== Records provided ==

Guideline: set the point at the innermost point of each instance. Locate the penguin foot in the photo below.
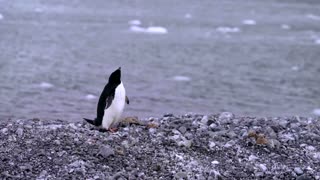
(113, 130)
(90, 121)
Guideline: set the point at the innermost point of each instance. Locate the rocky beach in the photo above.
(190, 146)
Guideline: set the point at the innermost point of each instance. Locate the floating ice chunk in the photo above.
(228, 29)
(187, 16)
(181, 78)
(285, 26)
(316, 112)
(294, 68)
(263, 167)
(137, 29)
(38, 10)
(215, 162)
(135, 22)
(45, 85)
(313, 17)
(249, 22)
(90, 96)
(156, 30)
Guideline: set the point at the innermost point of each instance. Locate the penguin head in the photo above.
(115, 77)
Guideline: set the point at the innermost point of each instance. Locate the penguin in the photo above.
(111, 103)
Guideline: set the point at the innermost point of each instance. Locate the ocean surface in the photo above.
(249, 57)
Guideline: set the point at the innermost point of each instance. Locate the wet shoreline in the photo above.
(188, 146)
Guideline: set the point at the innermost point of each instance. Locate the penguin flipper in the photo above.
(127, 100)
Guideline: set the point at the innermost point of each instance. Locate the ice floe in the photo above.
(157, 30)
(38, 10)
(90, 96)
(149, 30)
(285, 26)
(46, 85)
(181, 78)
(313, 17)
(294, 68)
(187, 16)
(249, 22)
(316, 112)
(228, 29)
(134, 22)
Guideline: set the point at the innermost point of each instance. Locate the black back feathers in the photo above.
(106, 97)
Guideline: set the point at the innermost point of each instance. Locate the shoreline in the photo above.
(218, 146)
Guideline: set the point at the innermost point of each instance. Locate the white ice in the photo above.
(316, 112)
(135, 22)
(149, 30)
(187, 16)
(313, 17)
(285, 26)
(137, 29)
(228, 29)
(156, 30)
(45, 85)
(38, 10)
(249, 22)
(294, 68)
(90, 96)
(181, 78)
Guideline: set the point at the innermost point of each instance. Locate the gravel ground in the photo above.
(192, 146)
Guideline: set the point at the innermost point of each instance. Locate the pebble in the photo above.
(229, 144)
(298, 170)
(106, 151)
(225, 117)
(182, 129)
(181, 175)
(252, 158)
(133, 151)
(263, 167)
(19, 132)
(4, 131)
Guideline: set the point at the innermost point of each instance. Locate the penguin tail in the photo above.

===

→ **Task to carry out**: Word for word, quote the lines above. Omit the pictures.

→ **Full response**:
Guideline: set the point at the innermost point of each instance. Locate the penguin foot in the photo below.
(113, 130)
(90, 121)
Guideline: set the point at the innermost point of each instance. Locate the rocky beach in the photo above.
(190, 146)
Guideline: set the point at the innermost point of each instance. Locate the floating ice chunk in the photo above.
(228, 29)
(187, 16)
(181, 78)
(285, 26)
(316, 112)
(294, 68)
(263, 167)
(137, 29)
(38, 10)
(215, 162)
(135, 22)
(45, 85)
(313, 17)
(249, 22)
(90, 96)
(156, 30)
Guideline: set the point at the innermost point of each instance. Locate the penguin head in the photo above.
(115, 77)
Guideline: set the point at the innermost point of each instance. Locate the penguin in the photo above.
(111, 103)
Guideline: set the point at the innermost point of each instance. Locate the ocean surface in the photo above.
(249, 57)
Guideline: set the point at the innermost point of each instance. Locate the wet shoreline in the photo above.
(188, 146)
Guideline: set the point at the innermost point of each instance. Locate the penguin flipper in the photo above.
(127, 100)
Guideline: set the point at the innermost point of each instance. Locate the ice floe in the photo above.
(157, 30)
(38, 10)
(90, 96)
(149, 30)
(285, 26)
(46, 85)
(181, 78)
(313, 17)
(294, 68)
(187, 16)
(249, 22)
(316, 112)
(228, 29)
(134, 22)
Guideline: set the point at the innermost point of each instance. Locate the black back feathers in the photo above.
(106, 97)
Guideline: set the point at the innermost point of each instance. Locate the shoreline in the photo above.
(218, 146)
Guideline: set the point at the innermost point of each instance. Locate the white ice in the photo above.
(316, 112)
(135, 22)
(149, 30)
(187, 16)
(313, 17)
(285, 26)
(137, 29)
(228, 29)
(156, 30)
(45, 85)
(38, 10)
(249, 22)
(294, 68)
(90, 96)
(181, 78)
Guideline: set the point at the innermost point of each instance. Locate the gravel ground in the photo above.
(192, 146)
Guideline: set the point at the innermost point of each instance. Locate the pebble in the photo above.
(229, 144)
(298, 170)
(106, 151)
(225, 117)
(182, 129)
(181, 175)
(252, 158)
(133, 151)
(263, 167)
(19, 132)
(4, 131)
Guideline: set the point at the innermost point of each instance. Locate the penguin tail in the photo above.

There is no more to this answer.